*Extrait choisi*.
┌──
Les oeuvres d’art dans une donation-partage à ses enfants, vaut mieux éviter

Il est impossible de contester un partage fait par l’ascendant de son vivant et selon sa seule volonté

Le père de famille a fait établir devant notaire, au profit de ses quatre enfants, une donation-partage que lesdits enfants ont tous acceptée.

La donation-partage portait sur un ensemble de biens mobiliers et immobiliers parmi lesquels se trouvait 60 % d’une collection d’œuvres d’art. Ces 60 % destinés à hauteur de 15 % pour chacun des quatre enfants étaient évalués par les parties à 27.600.000 EUR. Les 40 % restants étaient la propriété du père. En attendant le partage, il avait été décidé que le donateur et sa fille aînée géreraient l’indivision de ces œuvres d’art.

Cinq ans plus tard le père de famille, avant de procéder au partage, fait vérifier les comptes de l’indivision par un tiers afin qu’il propose des corrections quant à la constitution des lots puisque durant ces années certaines œuvres avaient été cédées.

Puis, intervient un second acte notarié qui procède au partage en quatre lots. Deux enfants acceptent leurs lots et deux autres le refusent et ne signent pas l’acte de partage.

Pour justifier ce refus, il est invoqué que « les lots des donataires ne sont pas égaux en valeur à la date du partage dès lors que la valeur de certaines œuvres attribuées dans les lots de […] [deux des donataires] a considérablement augmenté et que les œuvres attribuées aux donataires ne représentent pas 60 % de l’ensemble, le donateur ayant conservé […] plus de 40 % des œuvres ». Les deux enfants mécontents demandent respectivement que les conditions d’exécution de la donation-partage soient examinées, au moyen d’une revalorisation de la collection, et que le partage soit annulé.
└──
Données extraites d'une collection
┌──
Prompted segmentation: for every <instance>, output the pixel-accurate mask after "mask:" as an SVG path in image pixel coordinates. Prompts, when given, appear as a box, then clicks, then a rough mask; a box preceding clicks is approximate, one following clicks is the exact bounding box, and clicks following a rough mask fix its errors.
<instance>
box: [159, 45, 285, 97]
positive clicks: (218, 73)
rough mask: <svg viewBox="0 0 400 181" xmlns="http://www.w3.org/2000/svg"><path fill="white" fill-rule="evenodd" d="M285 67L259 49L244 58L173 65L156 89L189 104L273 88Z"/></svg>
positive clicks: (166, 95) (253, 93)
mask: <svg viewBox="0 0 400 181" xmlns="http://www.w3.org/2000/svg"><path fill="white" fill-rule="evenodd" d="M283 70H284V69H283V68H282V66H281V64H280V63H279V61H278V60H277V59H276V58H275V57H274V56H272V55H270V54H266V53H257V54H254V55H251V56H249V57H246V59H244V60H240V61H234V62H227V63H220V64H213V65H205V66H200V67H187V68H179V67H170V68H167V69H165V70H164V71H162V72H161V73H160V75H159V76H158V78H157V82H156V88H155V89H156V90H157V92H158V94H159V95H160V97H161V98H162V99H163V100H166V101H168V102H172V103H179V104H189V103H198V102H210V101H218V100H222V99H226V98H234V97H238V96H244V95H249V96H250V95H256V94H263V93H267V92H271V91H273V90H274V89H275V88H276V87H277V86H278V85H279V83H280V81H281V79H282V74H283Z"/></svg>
└──
┌──
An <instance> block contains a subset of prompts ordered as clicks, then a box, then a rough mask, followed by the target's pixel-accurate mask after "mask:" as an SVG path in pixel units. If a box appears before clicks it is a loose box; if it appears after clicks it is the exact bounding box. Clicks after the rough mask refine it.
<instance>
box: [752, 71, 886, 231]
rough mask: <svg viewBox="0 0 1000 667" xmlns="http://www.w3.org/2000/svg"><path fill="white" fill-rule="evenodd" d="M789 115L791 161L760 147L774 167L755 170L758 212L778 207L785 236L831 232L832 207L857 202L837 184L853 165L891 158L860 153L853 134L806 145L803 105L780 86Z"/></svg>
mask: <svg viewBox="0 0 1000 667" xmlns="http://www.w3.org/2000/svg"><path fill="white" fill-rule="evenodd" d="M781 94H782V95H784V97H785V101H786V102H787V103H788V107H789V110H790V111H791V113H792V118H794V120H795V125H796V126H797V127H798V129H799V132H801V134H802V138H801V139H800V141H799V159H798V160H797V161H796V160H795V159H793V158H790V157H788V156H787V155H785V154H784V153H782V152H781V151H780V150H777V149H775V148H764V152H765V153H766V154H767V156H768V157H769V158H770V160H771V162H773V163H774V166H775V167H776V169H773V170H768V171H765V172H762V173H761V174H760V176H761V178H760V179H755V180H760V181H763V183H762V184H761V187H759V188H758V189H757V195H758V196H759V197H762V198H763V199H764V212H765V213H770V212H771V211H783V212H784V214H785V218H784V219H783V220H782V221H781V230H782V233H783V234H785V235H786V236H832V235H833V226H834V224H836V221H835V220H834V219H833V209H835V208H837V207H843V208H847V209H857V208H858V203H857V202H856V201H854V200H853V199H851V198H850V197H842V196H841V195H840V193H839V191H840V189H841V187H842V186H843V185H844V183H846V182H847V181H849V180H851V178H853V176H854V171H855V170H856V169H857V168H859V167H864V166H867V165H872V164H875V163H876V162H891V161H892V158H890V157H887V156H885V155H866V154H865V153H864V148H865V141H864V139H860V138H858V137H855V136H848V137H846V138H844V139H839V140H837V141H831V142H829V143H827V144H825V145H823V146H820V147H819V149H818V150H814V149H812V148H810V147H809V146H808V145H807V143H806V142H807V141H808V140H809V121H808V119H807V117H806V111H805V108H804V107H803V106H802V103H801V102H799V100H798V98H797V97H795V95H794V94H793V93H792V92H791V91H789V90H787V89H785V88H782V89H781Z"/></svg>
└──
┌──
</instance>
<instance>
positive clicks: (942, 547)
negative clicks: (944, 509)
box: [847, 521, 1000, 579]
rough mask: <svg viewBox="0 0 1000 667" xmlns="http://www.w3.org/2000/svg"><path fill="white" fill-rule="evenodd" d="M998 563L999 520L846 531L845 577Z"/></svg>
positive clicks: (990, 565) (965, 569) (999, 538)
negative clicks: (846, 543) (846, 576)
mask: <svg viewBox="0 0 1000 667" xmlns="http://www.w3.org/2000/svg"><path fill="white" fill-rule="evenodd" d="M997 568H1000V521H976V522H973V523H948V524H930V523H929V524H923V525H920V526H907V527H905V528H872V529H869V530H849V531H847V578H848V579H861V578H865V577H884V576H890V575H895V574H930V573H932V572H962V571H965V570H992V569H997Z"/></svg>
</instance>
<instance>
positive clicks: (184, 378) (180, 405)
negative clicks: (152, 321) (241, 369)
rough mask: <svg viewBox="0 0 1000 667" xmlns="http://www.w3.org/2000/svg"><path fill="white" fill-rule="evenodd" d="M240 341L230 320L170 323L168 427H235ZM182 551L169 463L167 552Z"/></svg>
└──
*Travail à faire*.
**A)** D'après le texte sur la donation-partage, à combien les parties évaluaient-elles les 60 % de la collection d'œuvres d'art destinés aux enfants ?
**B)** Rédigez la suite du texte sur la donation-partage à partir de sa dernière phrase.

*Réponses ci-dessous*.
**A)** Les parties les évaluaient à 27.600.000 EUR.

**B)**
La Cour de cassation (Cass. 1re Chambre civ., 13 février 2019, pourvoi n° 18-11.642) maintient l’arrêt d’appel, rejetant le pourvoi, et se prononce en faveur de la validité de la donation-partage en l’état. Pour confirmer la validité de l’exécution de la donation-partage, sans revalorisation des œuvres par un autre expert pour garantir l’égalité entre les donataires, la Cour de cassation dit que « la donation-partage, qui peut être faite en deux temps ainsi que le prévoit l’article 1076 du Code civil ne constitue pas un partage ordinaire que les attributaires pourraient contester mais un partage fait par l’ascendant de son vivant et selon sa seule volonté ».

Lors d’un partage ordinaire, si les indivisaires ne s’entendent pas, ils peuvent allers vers le juge pour opérer ce partage, mais s’agissant d’une donation-partage, la volonté du disposant domine et aucune action de ce type n’est possible. En revanche, encore faut-il que la donation-partage soit valable. Deux éléments constitutifs doivent cependant être réunis : le consentement des parties à la donation et le consentement des parties à la répartition matérielle.

Les œuvres d’art, dont la cote peut considérablement varier en quelques années, ne paraissent pas être des biens meubles à inclure à la donation-partage.

Au cas d’espèce, le fait que l’opération ait été faite en deux temps, la donation puis plus tard le partage, est sans incidence. Aux termes de l’article 1076 du Code civil précité « la donation et le partage peuvent être faits par actes séparés pourvu que le disposant intervienne aux deux actes ».